■ Job ■
Locate every line in the listing that contains the word "ceiling" and copy each one out.

■ Items ■
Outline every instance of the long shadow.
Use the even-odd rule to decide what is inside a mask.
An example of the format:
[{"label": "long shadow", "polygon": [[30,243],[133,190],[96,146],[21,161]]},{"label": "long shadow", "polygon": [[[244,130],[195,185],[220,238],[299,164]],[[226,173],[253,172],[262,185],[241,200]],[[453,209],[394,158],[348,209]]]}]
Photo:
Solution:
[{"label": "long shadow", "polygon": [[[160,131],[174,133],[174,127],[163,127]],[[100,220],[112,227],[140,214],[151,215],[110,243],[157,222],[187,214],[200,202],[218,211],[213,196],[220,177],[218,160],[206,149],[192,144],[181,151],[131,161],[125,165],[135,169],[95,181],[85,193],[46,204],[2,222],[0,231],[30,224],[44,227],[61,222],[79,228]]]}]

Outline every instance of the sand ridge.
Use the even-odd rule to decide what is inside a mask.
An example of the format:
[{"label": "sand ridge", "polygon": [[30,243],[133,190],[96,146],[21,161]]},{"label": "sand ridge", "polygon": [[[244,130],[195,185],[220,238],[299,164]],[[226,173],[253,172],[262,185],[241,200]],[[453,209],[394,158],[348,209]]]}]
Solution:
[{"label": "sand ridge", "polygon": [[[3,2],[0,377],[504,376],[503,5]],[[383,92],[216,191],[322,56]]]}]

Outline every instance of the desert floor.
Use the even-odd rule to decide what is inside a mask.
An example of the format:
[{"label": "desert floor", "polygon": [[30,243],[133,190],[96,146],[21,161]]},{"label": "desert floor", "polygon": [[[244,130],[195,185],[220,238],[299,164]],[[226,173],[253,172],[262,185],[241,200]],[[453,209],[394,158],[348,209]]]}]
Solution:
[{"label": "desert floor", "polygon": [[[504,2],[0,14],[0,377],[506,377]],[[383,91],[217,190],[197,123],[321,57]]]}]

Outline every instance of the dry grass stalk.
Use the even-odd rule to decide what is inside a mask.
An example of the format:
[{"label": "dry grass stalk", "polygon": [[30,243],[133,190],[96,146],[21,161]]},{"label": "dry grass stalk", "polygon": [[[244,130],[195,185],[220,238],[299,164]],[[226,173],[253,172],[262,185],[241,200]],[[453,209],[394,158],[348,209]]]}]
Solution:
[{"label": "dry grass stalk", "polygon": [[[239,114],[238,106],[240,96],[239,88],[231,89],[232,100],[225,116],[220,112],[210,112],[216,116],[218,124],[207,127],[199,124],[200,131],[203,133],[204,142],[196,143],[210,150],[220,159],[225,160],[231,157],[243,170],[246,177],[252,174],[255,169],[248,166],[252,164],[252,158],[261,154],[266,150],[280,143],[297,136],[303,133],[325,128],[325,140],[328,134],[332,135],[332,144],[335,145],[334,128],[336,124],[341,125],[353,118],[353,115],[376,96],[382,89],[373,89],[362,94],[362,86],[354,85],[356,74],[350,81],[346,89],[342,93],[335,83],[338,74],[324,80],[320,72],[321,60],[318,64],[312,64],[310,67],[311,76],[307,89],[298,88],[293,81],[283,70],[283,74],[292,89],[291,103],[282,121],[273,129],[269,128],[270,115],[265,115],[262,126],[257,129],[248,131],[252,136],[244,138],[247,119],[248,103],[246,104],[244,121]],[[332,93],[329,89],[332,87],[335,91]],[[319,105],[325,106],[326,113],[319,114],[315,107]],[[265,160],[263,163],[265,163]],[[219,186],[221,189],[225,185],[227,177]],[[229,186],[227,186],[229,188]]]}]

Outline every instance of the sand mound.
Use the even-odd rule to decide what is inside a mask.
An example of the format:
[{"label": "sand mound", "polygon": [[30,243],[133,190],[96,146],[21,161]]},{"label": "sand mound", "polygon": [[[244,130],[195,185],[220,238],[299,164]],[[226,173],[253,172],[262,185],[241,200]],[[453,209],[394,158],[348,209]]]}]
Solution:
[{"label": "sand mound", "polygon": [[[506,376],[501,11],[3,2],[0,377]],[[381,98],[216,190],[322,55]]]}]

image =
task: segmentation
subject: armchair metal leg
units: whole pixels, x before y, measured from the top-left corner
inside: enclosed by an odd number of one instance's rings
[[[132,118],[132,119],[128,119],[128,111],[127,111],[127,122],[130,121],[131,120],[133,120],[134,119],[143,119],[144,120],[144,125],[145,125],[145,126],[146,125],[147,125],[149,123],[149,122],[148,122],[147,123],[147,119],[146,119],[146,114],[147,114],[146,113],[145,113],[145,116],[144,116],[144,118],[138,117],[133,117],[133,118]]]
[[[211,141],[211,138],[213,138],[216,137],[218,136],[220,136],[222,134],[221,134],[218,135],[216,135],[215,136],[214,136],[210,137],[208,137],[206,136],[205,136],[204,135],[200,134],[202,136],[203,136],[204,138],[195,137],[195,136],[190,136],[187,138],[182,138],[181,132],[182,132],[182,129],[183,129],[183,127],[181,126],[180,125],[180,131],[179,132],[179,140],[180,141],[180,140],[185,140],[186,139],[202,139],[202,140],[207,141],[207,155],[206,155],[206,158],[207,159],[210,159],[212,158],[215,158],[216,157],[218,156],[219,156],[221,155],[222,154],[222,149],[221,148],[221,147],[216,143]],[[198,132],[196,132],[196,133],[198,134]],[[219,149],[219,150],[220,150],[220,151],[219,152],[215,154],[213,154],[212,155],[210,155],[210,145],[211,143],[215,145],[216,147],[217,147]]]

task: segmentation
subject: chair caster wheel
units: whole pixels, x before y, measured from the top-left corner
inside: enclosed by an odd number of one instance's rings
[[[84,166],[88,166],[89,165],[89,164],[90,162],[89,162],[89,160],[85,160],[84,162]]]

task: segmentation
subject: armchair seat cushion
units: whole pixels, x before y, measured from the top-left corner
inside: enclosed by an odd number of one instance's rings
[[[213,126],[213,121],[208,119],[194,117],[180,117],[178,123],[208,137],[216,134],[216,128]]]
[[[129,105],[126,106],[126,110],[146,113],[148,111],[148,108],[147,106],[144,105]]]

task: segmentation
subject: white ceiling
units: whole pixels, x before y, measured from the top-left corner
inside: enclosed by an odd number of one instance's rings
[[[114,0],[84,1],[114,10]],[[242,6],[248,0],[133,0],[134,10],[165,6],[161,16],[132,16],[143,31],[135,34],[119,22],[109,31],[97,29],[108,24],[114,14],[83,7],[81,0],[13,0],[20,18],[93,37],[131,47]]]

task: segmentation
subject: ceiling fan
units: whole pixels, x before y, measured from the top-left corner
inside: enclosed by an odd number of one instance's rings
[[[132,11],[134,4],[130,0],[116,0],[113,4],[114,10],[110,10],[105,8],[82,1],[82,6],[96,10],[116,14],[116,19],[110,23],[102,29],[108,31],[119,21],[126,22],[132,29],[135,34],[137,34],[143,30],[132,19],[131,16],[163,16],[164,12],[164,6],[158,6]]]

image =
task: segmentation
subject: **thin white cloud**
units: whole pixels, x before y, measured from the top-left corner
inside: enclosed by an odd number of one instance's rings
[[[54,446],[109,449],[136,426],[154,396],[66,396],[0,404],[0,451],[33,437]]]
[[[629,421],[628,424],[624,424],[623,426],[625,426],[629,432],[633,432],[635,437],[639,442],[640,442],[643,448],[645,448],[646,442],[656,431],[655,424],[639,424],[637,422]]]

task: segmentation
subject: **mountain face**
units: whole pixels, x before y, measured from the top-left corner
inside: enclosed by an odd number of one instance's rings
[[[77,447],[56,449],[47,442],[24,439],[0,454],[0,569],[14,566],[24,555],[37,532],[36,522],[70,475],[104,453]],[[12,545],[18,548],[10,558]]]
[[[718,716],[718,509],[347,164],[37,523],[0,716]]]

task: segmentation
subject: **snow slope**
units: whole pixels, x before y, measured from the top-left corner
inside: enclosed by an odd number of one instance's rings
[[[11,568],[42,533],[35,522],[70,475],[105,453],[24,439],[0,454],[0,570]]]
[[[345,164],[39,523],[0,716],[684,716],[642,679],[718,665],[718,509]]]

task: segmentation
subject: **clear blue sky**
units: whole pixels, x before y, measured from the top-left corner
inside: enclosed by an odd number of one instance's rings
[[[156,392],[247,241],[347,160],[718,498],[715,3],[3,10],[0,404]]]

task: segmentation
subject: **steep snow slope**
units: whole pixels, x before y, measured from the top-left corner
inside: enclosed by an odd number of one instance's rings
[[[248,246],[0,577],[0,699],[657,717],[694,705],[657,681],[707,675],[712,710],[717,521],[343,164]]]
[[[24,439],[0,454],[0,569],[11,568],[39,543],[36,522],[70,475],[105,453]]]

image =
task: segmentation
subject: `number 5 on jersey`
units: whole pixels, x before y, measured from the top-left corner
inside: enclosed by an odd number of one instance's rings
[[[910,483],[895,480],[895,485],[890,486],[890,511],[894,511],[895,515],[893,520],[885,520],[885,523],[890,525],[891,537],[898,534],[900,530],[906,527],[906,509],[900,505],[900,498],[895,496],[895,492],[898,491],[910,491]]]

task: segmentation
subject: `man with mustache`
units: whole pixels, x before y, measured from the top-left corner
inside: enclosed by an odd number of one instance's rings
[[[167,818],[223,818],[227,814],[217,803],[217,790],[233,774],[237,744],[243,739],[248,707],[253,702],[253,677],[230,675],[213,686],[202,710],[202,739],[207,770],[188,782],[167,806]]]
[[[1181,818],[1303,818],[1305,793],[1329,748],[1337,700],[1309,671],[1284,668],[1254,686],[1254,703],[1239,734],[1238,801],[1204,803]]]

■ Worked solution ■
subject: white ceiling
subject: ceiling fan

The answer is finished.